## Problem details
Continue the text on cash and working capital in company acquisitions from where it stops.

## Text
The inclusion of the items listed in points b and c is not always clear, and is subject to the agreement of the parties. Obviously, the buyer will want to make this list as short as possible.
Items to be taken into consideration for the calculation of liquid assets and cash equivalents (non-exhaustive list):
a. accepted items: balances freely available in bank accounts, cash on hand, liquid securities (e.g. government bonds) and interest accrued on these, loans granted (e.g. to employees, affiliated parties), deposits given related to real property leases;
b. cash equivalents may include, for example, investment brought forward;
BUT they should not include liquid assets that are not freely available (“trapped cash”), which the buyer cannot use without restrictions for various reasons (e.g. prompt collection order given to banks as collateral, dividend payment limit, other tax-related restrictions).
The Seller’s aim: keeping the financial debt as low as possible, and the balance of liquid assets and cash equivalents as high as possible.
Working capital position
Calculation: working capital balance at the time of closing (when the possession of the company is transferred) – reference working capital.
Experience has shown that one of the most controversial areas of the negotiations is the determination of the working capital position. The purpose of determining the value of the reference working capital is to know the average value of the capital required for the company’s ongoing business activities.
Working capital at the time of closing includes, among other things:
a. accepted working capital items (to be taken into account as positive for assets and as negative for liabilities): inventories, trade receivables, trade payables (but excluding suppliers for project or overdue overdue trade payables), accrued incomes (except interests), other receivables/other short-term liabilities (e.g. VAT, public charges, but the corporate income tax is part of the net borrowings (!)), deferred expenses (except interests), provisions;
b. generally accepted working capital items: among other things, deferred revenues (e.g. the accounting of grants).

## Data section

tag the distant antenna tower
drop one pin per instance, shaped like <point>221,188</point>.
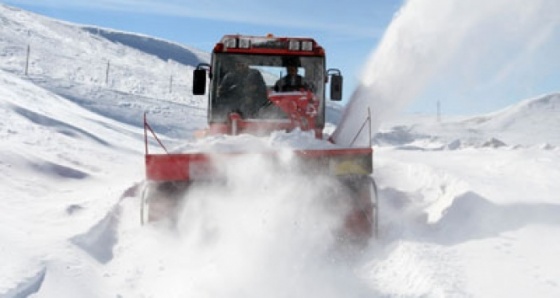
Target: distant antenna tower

## Output for this task
The calculation of the reference working capital:
a. It is very important that, in order to ensure comparability, the elements of the reference working capital should be identical in their content to the elements of the working capital at the time of closing.
b. The reference period for the working capital is the most frequent subject of debates in the course of transaction negotiations. Most often (if the company is able to extract monthly data), the average working capital for 12 months is calculated – this method represents about 2/3 of the transactions, while in the remaining 1/3 of the cases, the parties calculate on the basis of some other reference period. In general, the EBITDA period is taken into consideration also when selecting the reference working capital period.
The Seller’s aim: to show as high a working capital as possible and the lowest possible reference working capital value (choosing the period in the most advantageous way).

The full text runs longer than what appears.